[Prompt] Repeat the data verbatim, images excluded.

[Supplied information]
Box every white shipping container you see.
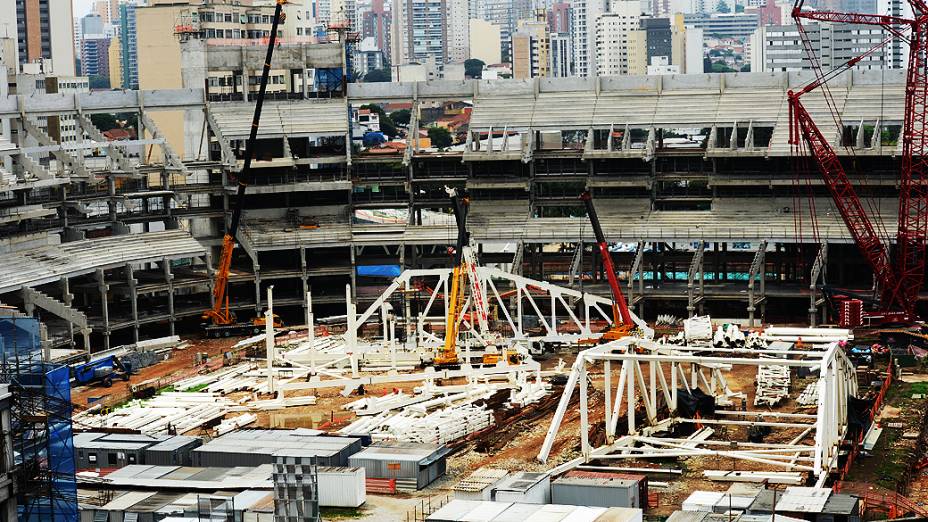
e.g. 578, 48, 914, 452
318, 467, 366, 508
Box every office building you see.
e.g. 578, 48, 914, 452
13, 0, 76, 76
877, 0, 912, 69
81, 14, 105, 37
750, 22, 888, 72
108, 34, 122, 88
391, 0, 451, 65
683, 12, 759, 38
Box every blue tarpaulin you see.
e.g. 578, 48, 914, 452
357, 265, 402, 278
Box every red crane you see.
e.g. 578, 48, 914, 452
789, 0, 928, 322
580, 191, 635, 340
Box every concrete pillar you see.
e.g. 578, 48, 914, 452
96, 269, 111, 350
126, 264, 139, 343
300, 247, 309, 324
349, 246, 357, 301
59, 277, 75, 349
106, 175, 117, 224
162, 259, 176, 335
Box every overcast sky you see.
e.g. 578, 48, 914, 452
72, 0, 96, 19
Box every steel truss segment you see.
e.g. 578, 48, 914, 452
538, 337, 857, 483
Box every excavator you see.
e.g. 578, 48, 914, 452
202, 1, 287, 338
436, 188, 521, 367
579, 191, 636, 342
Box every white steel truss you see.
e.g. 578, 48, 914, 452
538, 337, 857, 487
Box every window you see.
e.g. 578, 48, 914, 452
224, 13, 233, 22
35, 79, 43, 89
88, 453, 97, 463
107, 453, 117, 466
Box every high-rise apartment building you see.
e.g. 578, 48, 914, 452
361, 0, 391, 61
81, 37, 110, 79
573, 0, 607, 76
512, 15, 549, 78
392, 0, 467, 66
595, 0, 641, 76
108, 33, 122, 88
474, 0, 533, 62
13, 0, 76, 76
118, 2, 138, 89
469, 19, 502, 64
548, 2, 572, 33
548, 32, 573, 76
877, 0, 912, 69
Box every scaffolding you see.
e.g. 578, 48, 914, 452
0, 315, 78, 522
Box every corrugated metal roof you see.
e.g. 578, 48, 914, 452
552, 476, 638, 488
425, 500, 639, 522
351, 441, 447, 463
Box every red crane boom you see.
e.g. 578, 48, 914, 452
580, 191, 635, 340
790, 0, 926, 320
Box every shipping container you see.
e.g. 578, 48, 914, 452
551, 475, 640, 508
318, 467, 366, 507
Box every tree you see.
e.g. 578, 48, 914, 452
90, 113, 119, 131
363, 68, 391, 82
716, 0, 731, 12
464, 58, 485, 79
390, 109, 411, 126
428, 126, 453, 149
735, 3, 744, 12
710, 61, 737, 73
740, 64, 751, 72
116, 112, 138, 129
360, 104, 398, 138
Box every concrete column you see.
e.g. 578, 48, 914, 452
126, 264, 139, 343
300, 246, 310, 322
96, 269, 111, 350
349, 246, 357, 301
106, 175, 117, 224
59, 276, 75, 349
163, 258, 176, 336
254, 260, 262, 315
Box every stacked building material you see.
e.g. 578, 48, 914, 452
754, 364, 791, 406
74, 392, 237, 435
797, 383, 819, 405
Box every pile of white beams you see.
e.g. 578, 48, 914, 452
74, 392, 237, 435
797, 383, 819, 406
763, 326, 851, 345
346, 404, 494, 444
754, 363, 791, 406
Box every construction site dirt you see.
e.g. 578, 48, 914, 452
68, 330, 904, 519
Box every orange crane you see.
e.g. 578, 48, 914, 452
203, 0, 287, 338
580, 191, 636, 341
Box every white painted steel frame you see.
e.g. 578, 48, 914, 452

[Answer]
Box every white shipping container you see.
e.g. 578, 48, 914, 452
318, 467, 366, 508
Box every office building you see.
e.g. 578, 48, 914, 452
13, 0, 76, 76
877, 0, 912, 69
81, 14, 105, 37
750, 22, 888, 72
108, 34, 122, 88
391, 0, 451, 65
683, 12, 759, 38
Box every blue tarpaulin you see.
e.g. 578, 48, 914, 452
357, 265, 402, 278
Box every red crane you see.
e.g. 578, 48, 914, 452
789, 0, 928, 322
580, 191, 635, 340
Box every concrete pillar you see.
e.g. 578, 48, 914, 452
96, 269, 111, 350
126, 264, 139, 343
300, 247, 309, 324
349, 246, 357, 301
59, 277, 75, 349
106, 175, 117, 224
162, 259, 176, 335
Box every overcast sky you see.
e.g. 578, 48, 914, 452
72, 0, 96, 19
Box every steel truss segment you see.
e.g. 578, 48, 914, 452
538, 337, 857, 483
Box every excavator you see.
e.g. 578, 48, 914, 452
202, 1, 287, 338
436, 188, 521, 367
579, 191, 636, 342
Box every white steel truss you see.
e.g. 578, 48, 914, 452
538, 337, 857, 487
Box every window you see.
e.g. 578, 48, 914, 452
224, 13, 233, 22
35, 79, 43, 89
88, 453, 97, 463
107, 453, 117, 466
Box every high-rise apartment building you see.
e.g. 578, 48, 914, 452
361, 0, 391, 61
81, 37, 110, 79
573, 0, 607, 76
512, 15, 549, 78
392, 0, 467, 66
595, 0, 641, 76
108, 33, 122, 88
474, 0, 533, 62
13, 0, 76, 76
118, 2, 138, 89
469, 19, 502, 64
548, 2, 572, 33
548, 32, 573, 76
877, 0, 912, 69
Box every scaffolding you see.
e.g. 578, 48, 914, 452
0, 315, 78, 522
Box every corrugated metal roof you see.
e.g. 578, 48, 914, 452
552, 476, 638, 488
425, 500, 639, 522
351, 441, 447, 463
Box every red crane boom you see.
e.g. 578, 48, 914, 452
580, 191, 635, 340
790, 0, 926, 320
Box every shipping container you see.
e.g. 578, 48, 914, 452
551, 475, 640, 508
318, 467, 366, 507
Box every tree you see.
e.g. 578, 48, 914, 452
90, 113, 119, 131
363, 68, 391, 82
716, 0, 731, 12
464, 58, 485, 79
390, 109, 411, 126
428, 126, 453, 149
735, 3, 744, 12
710, 61, 737, 73
740, 64, 751, 72
116, 112, 138, 129
360, 104, 398, 138
Box every concrete column you see.
e.g. 578, 48, 914, 452
126, 264, 139, 343
300, 246, 310, 322
96, 269, 111, 350
349, 246, 357, 301
106, 175, 117, 224
59, 276, 75, 349
163, 258, 176, 336
254, 260, 262, 315
Box every stacked building material you see.
e.g. 578, 48, 914, 452
754, 364, 791, 406
74, 392, 237, 435
797, 383, 819, 405
Box every pile of white beams you see.
e.g. 578, 48, 914, 452
74, 392, 237, 435
797, 383, 819, 406
763, 326, 851, 345
346, 404, 494, 444
754, 363, 791, 406
Box every construction site dirt you see.
e.g. 578, 48, 914, 452
68, 330, 904, 519
Box every orange crane you see.
e.g. 578, 48, 914, 452
203, 0, 287, 338
580, 191, 636, 341
Box every white painted steel frame you see.
e.g. 578, 48, 914, 452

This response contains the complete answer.